>> begin SOURCE DATA
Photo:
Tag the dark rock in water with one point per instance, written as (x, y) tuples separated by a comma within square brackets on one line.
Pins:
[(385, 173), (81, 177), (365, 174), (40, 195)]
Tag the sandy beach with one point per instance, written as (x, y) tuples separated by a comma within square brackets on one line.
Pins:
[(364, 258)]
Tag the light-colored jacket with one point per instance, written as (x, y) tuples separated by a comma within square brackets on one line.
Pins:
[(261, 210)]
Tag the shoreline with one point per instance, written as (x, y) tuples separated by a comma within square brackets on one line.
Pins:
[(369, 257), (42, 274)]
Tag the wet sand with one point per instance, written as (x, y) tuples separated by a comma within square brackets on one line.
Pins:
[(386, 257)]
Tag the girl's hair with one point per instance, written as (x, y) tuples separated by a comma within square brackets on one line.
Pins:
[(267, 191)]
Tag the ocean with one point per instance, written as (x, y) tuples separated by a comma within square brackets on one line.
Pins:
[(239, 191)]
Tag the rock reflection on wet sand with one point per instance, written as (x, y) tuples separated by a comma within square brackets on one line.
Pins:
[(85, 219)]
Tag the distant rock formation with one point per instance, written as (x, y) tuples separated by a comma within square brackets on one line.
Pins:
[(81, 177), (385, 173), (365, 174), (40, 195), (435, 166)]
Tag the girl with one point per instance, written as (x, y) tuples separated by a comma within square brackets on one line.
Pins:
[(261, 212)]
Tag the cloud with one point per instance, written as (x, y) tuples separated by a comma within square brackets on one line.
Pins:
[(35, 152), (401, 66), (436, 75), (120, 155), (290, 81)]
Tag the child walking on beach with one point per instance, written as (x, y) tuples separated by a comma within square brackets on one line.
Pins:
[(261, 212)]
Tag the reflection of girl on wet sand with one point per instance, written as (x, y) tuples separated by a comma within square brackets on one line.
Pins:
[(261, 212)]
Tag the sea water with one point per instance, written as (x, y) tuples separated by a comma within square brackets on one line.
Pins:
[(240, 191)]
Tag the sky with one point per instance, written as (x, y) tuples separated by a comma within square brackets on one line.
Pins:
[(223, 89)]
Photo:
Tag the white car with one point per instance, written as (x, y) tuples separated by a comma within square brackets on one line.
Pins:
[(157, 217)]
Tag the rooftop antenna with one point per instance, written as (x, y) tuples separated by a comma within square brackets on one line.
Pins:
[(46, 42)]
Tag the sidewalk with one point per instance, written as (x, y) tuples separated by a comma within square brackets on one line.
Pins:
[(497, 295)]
>> end SOURCE DATA
• [CHALLENGE]: Convert the lines above into a numbered list, leaving out any blank lines.

• [RESPONSE]:
1. Photo:
2. Tag the dark rock in water with one point per instance, written as (x, y) tuples separated by a comma within square brackets on one line.
3. Pins:
4. [(385, 173), (81, 177), (365, 174), (40, 195)]
5. Tag the sandy beach with one point per instance, written as (x, y) tuples separated by a comma within square brackets on one line.
6. Pins:
7. [(364, 258)]
8. Tag the light-colored jacket with one point per instance, written as (x, y) tuples separated by a comma within square brackets on one line.
9. Pins:
10. [(261, 210)]
11. Tag the shoreline with one point per instance, written as (x, y) tuples separated by a comma within square brackets on one line.
12. Pins:
13. [(369, 257), (42, 274)]
14. Tag the wet sand with one point per instance, written as (x, y) tuples separated by a comma within square brackets on one line.
15. Pins:
16. [(386, 257)]
17. Tag the girl's hair with one point per instance, written as (x, y) tuples separated by a comma within square brackets on one line.
18. Pins:
19. [(267, 191)]
20. Tag the ocean with one point per instance, written as (x, y) tuples separated by a comma within square brackets on one line.
21. Pins:
22. [(239, 191)]
23. Tag the rock reflection on wet sand with one point per instance, written as (x, y) tuples separated by a comma within square brackets on one line.
24. Pins:
25. [(85, 219)]
26. Tag the distant rock formation with one point per instance, written as (x, y) tuples separated by a comma within square brackets on one line.
27. Pins:
28. [(81, 177), (385, 173), (365, 174), (40, 195), (435, 166)]
29. Tag the girl with one point per instance, written as (x, y) tuples separated by a comma within square brackets on one line.
30. Pins:
31. [(261, 212)]
32. Tag the cloud with one point per instance, written as (x, y) tuples separated by a comma within square brackets on one line.
33. Pins:
34. [(35, 152), (401, 66), (436, 75), (120, 155), (290, 81)]
35. Tag the child walking on beach with one point per instance, written as (x, y) tuples separated by a comma within square brackets on one line.
36. Pins:
37. [(261, 212)]
38. Tag the reflection of girl on wet sand with one point per instance, written as (x, y) tuples separated by a comma within square brackets on one line.
39. Pins:
40. [(261, 212)]
41. Tag the sea water with one point per instance, written as (x, y) tuples separated by a comma within square brackets on one line.
42. Pins:
43. [(240, 191)]
44. Tag the sky with one point per instance, written as (x, y) tuples separated by a comma within square brackets on one line.
45. Pins:
46. [(223, 89)]
47. Photo:
48. Tag the white car with one point per instance, written as (x, y) tuples separated by a comma within square brackets on one line.
49. Pins:
50. [(157, 217)]
51. Tag the rooftop antenna with one point per instance, written as (x, y) tuples separated by a comma within square brackets on one line.
52. Pins:
53. [(46, 42)]
54. Tag the sidewalk with one point per instance, written as (x, y) tuples separated by a comma within square brackets on one line.
55. Pins:
56. [(497, 295)]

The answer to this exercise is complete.